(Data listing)
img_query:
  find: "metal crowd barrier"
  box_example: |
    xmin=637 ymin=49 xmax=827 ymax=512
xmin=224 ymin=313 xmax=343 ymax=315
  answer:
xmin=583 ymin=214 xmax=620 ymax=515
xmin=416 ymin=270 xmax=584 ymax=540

Given exercise ▸
Replace "metal" with "steel" throughout the lines above, leaving everything else unchanged.

Response below ▸
img_query:
  find: "steel crowd barrier"
  box_example: |
    xmin=637 ymin=49 xmax=827 ymax=512
xmin=224 ymin=313 xmax=343 ymax=315
  answer:
xmin=583 ymin=214 xmax=620 ymax=515
xmin=416 ymin=270 xmax=584 ymax=540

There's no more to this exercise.